Stored rows
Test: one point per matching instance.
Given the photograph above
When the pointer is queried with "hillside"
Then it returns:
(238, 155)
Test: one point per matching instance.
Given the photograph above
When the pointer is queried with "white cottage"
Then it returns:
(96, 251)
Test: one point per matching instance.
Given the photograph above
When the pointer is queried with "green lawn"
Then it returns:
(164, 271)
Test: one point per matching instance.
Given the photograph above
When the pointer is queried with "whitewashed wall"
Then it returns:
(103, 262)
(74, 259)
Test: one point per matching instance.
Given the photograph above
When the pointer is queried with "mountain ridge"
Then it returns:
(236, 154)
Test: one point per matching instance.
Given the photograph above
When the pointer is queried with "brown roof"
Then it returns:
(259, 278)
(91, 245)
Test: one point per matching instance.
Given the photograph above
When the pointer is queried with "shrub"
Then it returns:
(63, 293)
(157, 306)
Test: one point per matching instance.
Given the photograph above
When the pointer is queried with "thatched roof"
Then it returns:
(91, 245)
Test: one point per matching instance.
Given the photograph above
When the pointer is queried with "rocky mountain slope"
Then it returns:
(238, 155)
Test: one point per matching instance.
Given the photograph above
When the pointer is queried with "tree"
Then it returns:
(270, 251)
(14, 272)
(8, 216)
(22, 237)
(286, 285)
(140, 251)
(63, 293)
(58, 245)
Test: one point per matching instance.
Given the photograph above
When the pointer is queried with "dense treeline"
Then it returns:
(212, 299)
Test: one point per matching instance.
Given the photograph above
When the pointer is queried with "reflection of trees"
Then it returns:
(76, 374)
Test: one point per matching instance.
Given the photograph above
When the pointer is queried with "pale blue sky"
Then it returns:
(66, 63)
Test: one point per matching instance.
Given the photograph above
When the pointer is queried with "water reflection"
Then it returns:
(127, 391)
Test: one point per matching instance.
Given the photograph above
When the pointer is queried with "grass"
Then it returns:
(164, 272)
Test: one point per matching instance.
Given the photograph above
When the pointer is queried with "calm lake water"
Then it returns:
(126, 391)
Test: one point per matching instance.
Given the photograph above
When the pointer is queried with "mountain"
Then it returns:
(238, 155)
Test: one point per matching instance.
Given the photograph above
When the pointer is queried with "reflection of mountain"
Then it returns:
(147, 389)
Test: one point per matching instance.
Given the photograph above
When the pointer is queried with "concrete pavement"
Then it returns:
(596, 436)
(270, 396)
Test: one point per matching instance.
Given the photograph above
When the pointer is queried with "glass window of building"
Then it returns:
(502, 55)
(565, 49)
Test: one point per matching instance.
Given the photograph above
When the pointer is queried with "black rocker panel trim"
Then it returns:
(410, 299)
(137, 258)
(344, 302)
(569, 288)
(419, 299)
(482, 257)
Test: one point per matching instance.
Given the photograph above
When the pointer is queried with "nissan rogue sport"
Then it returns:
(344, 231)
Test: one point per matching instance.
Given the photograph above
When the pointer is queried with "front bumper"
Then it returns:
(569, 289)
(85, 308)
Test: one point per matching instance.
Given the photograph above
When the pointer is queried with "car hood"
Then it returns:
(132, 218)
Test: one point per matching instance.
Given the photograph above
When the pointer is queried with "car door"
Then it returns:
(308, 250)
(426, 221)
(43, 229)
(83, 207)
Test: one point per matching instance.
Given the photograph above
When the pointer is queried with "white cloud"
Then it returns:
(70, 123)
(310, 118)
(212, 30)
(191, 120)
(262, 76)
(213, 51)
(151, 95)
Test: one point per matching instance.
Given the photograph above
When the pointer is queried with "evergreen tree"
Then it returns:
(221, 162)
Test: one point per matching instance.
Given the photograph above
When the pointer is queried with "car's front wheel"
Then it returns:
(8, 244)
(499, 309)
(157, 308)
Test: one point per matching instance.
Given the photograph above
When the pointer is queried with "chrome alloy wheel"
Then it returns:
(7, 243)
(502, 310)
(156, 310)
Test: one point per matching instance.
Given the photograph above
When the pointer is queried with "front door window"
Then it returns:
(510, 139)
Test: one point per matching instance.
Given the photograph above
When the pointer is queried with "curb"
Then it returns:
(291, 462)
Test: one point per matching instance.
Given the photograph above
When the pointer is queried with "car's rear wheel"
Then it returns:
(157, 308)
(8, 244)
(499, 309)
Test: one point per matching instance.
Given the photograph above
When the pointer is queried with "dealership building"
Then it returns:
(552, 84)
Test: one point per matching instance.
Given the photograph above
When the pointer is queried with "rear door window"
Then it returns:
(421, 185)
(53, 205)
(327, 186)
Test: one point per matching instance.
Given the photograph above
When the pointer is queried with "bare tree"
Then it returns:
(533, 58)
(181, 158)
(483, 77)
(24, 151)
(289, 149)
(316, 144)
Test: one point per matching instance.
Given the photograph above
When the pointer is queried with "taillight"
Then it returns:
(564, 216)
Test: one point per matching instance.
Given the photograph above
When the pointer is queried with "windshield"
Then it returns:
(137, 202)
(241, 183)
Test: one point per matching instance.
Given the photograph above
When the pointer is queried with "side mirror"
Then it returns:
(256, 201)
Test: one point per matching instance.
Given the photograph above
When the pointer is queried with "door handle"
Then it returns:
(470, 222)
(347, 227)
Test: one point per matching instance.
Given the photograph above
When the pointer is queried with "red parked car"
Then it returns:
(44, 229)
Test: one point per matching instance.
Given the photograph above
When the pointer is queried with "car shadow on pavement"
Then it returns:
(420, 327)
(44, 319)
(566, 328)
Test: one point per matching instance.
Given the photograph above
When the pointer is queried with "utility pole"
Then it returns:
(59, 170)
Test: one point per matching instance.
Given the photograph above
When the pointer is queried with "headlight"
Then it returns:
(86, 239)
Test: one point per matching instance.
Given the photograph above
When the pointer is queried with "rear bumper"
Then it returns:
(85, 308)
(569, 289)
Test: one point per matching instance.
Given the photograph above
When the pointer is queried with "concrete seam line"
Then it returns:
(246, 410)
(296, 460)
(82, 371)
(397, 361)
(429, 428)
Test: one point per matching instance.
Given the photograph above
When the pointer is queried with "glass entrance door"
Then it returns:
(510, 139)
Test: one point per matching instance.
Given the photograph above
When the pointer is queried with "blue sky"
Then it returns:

Direction
Repeat back the data above, exact to the last character.

Answer to the exercise
Test: one point per matching instance.
Given the photograph above
When the pointer is queried with "hillside"
Then it returns:
(238, 155)
Test: one point per matching instance.
Given the photograph above
When the pointer is queried with "white cottage"
Then it returns:
(96, 251)
Test: one point per matching instance.
Given the photograph above
When the pointer is queried with "green lawn"
Then it returns:
(164, 271)
Test: one point per matching instance.
Given the photograph above
When the pointer is queried with "whitewashed wall"
Then it returns:
(103, 262)
(74, 259)
Test: one point per matching instance.
Given the photograph above
When the pointer is queried with "mountain ridge"
Then it returns:
(236, 154)
Test: one point per matching instance.
Given the photograph above
When the pointer is queried with "brown roof"
Then it returns:
(259, 278)
(91, 245)
Test: one point per matching instance.
Given the photograph above
When the pointer is queried with "shrub"
Then it returns:
(63, 293)
(157, 306)
Test: one point per matching instance.
Given the photograph above
When the pointer is queried with "thatched roof"
Then it returns:
(91, 245)
Test: one point per matching instance.
Given the photograph above
When the pointer is queried with "rocky mountain slope"
Then it returns:
(238, 155)
Test: one point per matching instance.
Given the photograph above
When the pointer is queried with "tree"
Then it returns:
(270, 251)
(14, 272)
(8, 216)
(22, 237)
(286, 285)
(140, 251)
(63, 293)
(58, 245)
Test: one point per matching instance.
Given the photograph above
When the pointer is queried with "dense treeline"
Then it returns:
(212, 299)
Test: one point per matching instance.
Given the photograph above
When the pointer is queried with "reflection of trees"
Then it returns:
(76, 374)
Test: one point per matching instance.
Given the photograph above
When the pointer is queried with "pale blue sky"
Then it returns:
(66, 63)
Test: one point per matching instance.
Given the photograph above
When the pointer is queried with "water reflection"
Then it returns:
(127, 391)
Test: one point per matching instance.
Given the photograph above
When the pointer is queried with "grass"
Then it returns:
(164, 272)
Test: one point per matching instance.
Given the photograph above
When the pointer is queried with "calm lake water"
Then it returns:
(126, 391)
Test: one point per matching instance.
Given the photograph above
When the pointer is queried with "mountain"
Then it returns:
(238, 155)
Test: one point per matching instance.
Given the photograph above
When the pointer is queried with "reflection of mountain"
Then it returns:
(147, 389)
Test: one point per matching instance.
Given the photograph above
When the pointer is queried with "concrete pavement"
Then it returns:
(596, 436)
(270, 396)
Test: one point per matching instance.
Given the photograph above
When the pointer is queried with "glass window of building"
Then it returns:
(502, 55)
(565, 49)
Test: one point per matching instance.
Given the photograph above
When the pointer is queried with "black rocker panel trim"
Then it returns:
(410, 299)
(137, 258)
(344, 302)
(569, 288)
(419, 299)
(482, 257)
Test: one point per matching instance.
Given the photograph above
When the pointer is queried with "nissan rogue sport"
Then it returns:
(344, 231)
Test: one point per matching instance.
Given the photograph above
When the pointer is queried with "front bumper"
Then it returns:
(569, 289)
(85, 308)
Test: one point per matching instance.
Given the photograph above
When the pointer is queried with "car hood"
Then it returns:
(132, 218)
Test: one point per matching instance.
Given the photograph above
When the pointer is queried with "car door"
Then it returns:
(308, 250)
(426, 221)
(43, 229)
(83, 207)
Test: one point per matching instance.
Given the photograph above
When the pointer is queried with "white cloud"
Then it returns:
(70, 123)
(310, 118)
(212, 30)
(191, 120)
(262, 76)
(213, 51)
(151, 95)
Test: one point per matching instance.
Given the photograph above
When the pointer is queried with "evergreen tree"
Then it returns:
(221, 162)
Test: one point per matching instance.
Given the photograph above
When the pointer is queried with "car's front wheel"
Then it returns:
(8, 244)
(499, 309)
(157, 308)
Test: one point per matching instance.
Given the photograph above
When the pointer is queried with "chrome alloy wheel"
Then it returns:
(7, 243)
(502, 310)
(156, 310)
Test: one point per matching instance.
Given the photograph above
When the pointer is queried with "front door window"
Then it returns:
(510, 139)
Test: one point per matching instance.
Given the photograph above
When the pointer is queried with "curb"
Then it returns:
(291, 462)
Test: one point per matching instance.
Given the photograph above
When the pointer is queried with "car's rear wheel"
Then it returns:
(157, 308)
(8, 244)
(499, 309)
Test: one point per matching instance.
Given the photograph above
When the pointer is queried with "dealership building"
Then it returns:
(552, 84)
Test: one point per matching instance.
Given the photograph above
When the pointer is queried with "rear door window"
Then it returns:
(421, 185)
(53, 205)
(327, 186)
Test: one point per matching instance.
Given the photograph above
When the pointer is queried with "bare tree"
Then it returns:
(533, 58)
(181, 158)
(483, 77)
(24, 151)
(289, 149)
(316, 144)
Test: one point per matching instance.
Given the photograph above
When the pointer is queried with "taillight"
Then it returns:
(564, 216)
Test: one point per matching instance.
Given the photograph above
When the pointer is queried with "windshield"
Then it returns:
(137, 202)
(241, 183)
Test: one point per matching instance.
Given the photograph above
When the pointer is queried with "side mirror"
Then it returns:
(256, 201)
Test: one point per matching instance.
Given the photograph above
When the pointer is queried with "door handle"
Then it returns:
(470, 222)
(347, 227)
Test: one point per matching instance.
Given the photograph above
When the pointer is queried with "red parked car"
Then it returns:
(44, 229)
Test: one point per matching instance.
Given the photograph above
When the pointer is queried with "car shadow on pavement"
Then it returns:
(420, 327)
(44, 319)
(566, 328)
Test: one point per matching instance.
Given the photograph above
When the pointer is queried with "utility pole"
Then it returns:
(59, 170)
Test: one point per matching instance.
Given the photograph above
When the pointer is queried with "headlight"
Then it returns:
(86, 239)
Test: one point per matching instance.
Given the photograph above
When the pointer is queried with "rear bumper"
Then it returns:
(85, 308)
(569, 289)
Test: one point per matching instance.
Given the photograph above
When the pointer is queried with "concrete seam line"
Then it returns:
(246, 410)
(296, 460)
(82, 371)
(397, 361)
(429, 428)
Test: one point per matching instance.
Given the photograph above
When the pointer is queried with "glass entrance door"
Then it returns:
(510, 139)
Test: one point per matching instance.
Given the photograph above
When the pointer is queried with "blue sky"
Then it returns:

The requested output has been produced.